• **Given exercise**:
Reproduce each of the records below line for line, changing no word, number, or mark of punctuation.
-------- Supplied material
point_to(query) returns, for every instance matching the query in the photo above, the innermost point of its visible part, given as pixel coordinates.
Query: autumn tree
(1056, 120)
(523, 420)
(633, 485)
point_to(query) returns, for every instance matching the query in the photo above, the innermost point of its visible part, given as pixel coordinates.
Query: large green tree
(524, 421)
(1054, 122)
----------------
• **The result**:
point_to(query) returns, for every instance matching the query in the photo above, the innermost point of its visible part, given as pixel coordinates.
Query: autumn tree
(1056, 120)
(523, 420)
(633, 485)
point_to(query) returns, for every instance matching the query in the photo above, the innermost point of its visible part, given as pixel coordinates.
Query: large green tree
(524, 421)
(1054, 122)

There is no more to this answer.